To myself, I don’t look “sick”. I don’t even look like someone invisibly ill; after all, to best of my knowledge I don’t have Lupus or RA or Fibromyalgia or any number of other things that are not very visible externally but painful and tiring internally. I just can’t seem to get it together. To myself I look inattentive and idle, I look self-indulgent, I look easily distracted and flighty. How dare I use this serious condition for my own drama? How can I justify the lack of effort I put forth sometimes, the sheer volume of bitching and whining I do about things that are equally bad or much worse for other people, the absentmindedness? How dare I even co-opt terminology like “invisible illness” or “spoon shortage” when depression is the whole problem rather than one symptom among many and I don’t even experience that one symptom as severely as a lot of people do?
Sometimes, that train of thought throws up a red flag and that gives me the foothold I need to calm the fuck down and get back on track. When I look at it all written down like that and I’m feeling relatively levelheaded much of it does rather seem to fall under the “obviously distorted thought patterns” heading. I mean, it’s a whole paragraph of cognitive errors. That other people have it worse does not invalidate my own problems; spoon theory is a really useful limited-energy metaphor even for those who are lucky enough to not usually have to worry about it; depression is real and does have a real effect on how much I can do in a given day. Etc. But those doubts are always there in the back of my mind, and it is not always possible for me to distinguish between reasonable, responsible, honest self-questioning and distortion.
Why am I rambling about this? I don’t know. Part of me wants to sort of defend myself, I guess, because if I perceive myself this way what must others think? I want to try to explain why it’s not entirely some inherent indolence or irresponsibility motivating my conduct. Part of me knows that there are people in my life who legitimately and genuinely do want to understand what’s going on with me and hopes that babbling about it here will help with that. I frankly suck at talking about this in person, because I feel so silly going on about being tired and sad for no apparent reason, but it’s easier to organize my thoughts here. Sometimes. To some extent I’m also just kind of talking it out, in hopes that even if it doesn’t help me find any answers, at least I will have this record to refer back to when the going gets rough and remind myself that I am probably not thinking clearly about what I’m feeling and how I’m perceiving myself.
I didn’t intend for this space to become a depression blog. It may lean in that direction for a while, though, while I work through this.

--- Problem statement ---
State whether each statement agrees with the essay on depression, answering yes or no and quoting the words of the essay that decide it: (a) The writer has Fibromyalgia. (b) The writer finds it easier to organize these thoughts in writing here than to talk about them in person. (c) The writer meant for this space to become a depression blog.

--- Given data ---
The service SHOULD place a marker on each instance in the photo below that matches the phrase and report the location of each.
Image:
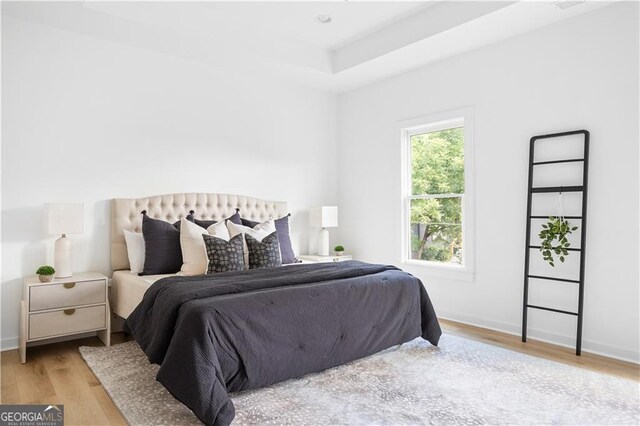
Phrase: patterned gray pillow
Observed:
(265, 253)
(224, 255)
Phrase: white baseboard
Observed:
(11, 343)
(609, 351)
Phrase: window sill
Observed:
(434, 269)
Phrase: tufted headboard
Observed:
(125, 214)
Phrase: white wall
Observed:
(580, 73)
(86, 120)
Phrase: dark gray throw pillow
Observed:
(163, 254)
(224, 255)
(284, 238)
(265, 253)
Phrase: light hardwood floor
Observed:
(56, 374)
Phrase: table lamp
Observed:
(63, 219)
(324, 217)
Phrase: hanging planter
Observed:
(554, 239)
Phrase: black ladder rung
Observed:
(571, 160)
(552, 310)
(568, 249)
(540, 277)
(558, 189)
(547, 217)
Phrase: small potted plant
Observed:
(554, 240)
(45, 273)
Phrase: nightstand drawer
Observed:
(68, 294)
(67, 321)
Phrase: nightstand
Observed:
(316, 258)
(64, 307)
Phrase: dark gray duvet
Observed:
(232, 331)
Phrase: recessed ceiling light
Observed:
(324, 19)
(566, 4)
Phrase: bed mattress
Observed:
(128, 288)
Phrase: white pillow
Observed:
(258, 232)
(194, 252)
(135, 250)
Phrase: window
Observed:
(436, 200)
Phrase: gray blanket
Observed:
(233, 331)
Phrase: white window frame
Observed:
(432, 123)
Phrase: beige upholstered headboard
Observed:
(125, 214)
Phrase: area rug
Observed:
(461, 382)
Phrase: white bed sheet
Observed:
(128, 288)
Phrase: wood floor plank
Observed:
(601, 364)
(57, 374)
(33, 380)
(80, 406)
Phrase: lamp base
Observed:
(323, 242)
(62, 257)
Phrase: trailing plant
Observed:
(46, 270)
(556, 229)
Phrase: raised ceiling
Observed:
(365, 42)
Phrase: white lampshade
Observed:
(324, 217)
(64, 218)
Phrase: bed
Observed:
(232, 331)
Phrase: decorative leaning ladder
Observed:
(583, 218)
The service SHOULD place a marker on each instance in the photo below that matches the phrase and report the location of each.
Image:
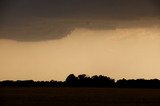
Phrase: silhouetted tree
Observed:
(71, 80)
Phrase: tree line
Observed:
(85, 81)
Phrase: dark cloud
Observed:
(34, 20)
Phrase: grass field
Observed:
(78, 97)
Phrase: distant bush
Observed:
(85, 81)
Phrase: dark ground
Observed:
(79, 97)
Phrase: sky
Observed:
(50, 39)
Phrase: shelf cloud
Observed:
(39, 20)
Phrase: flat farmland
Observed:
(79, 97)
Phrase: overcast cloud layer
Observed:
(38, 20)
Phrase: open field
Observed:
(78, 97)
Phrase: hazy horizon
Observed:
(45, 40)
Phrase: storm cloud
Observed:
(38, 20)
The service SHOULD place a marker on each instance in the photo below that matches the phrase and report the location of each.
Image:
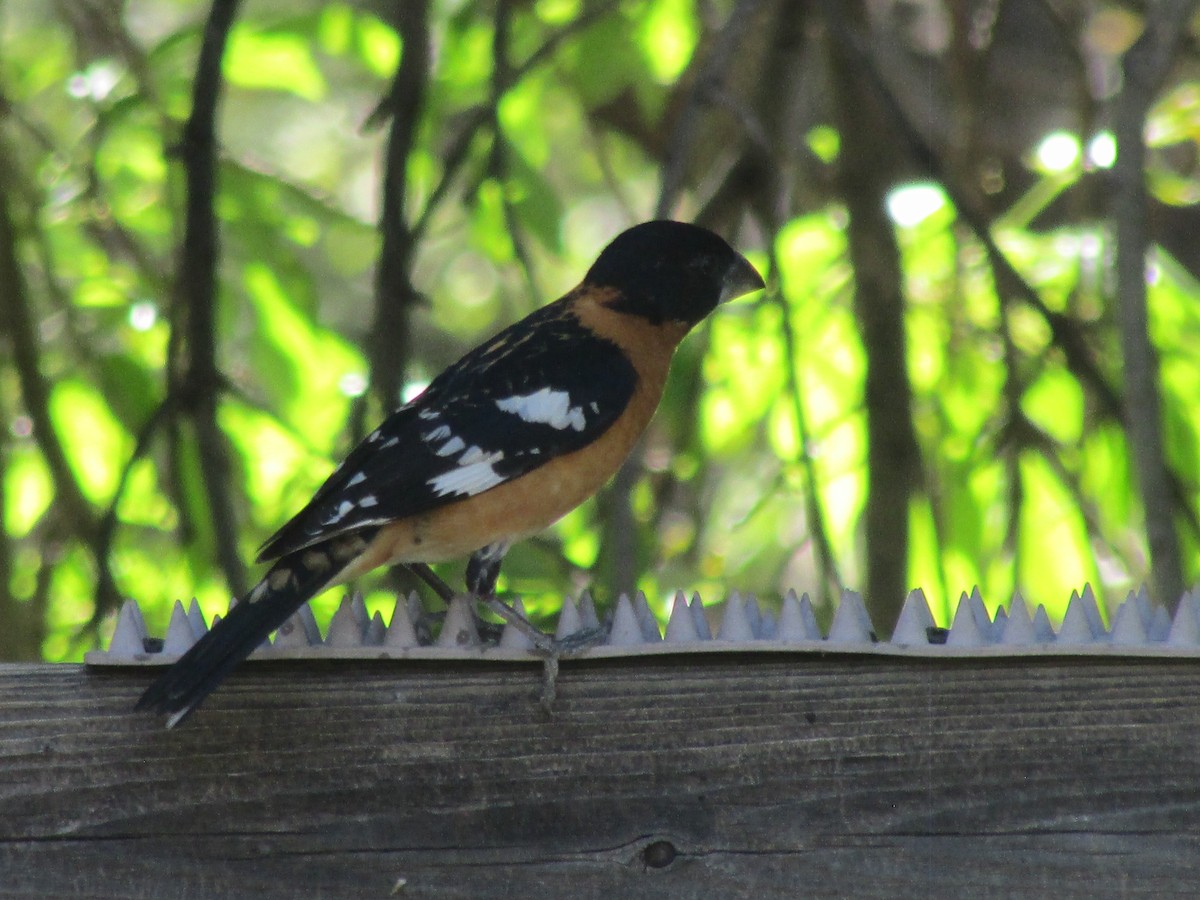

--- Response to the exercise ---
(a) No: "to best of my knowledge I don’t have Lupus or RA or Fibromyalgia"
(b) Yes: "I frankly suck at talking about this in person, because I feel so silly going on about being tired and sad for no apparent reason, but it’s easier to organize my thoughts here."
(c) No: "I didn’t intend for this space to become a depression blog."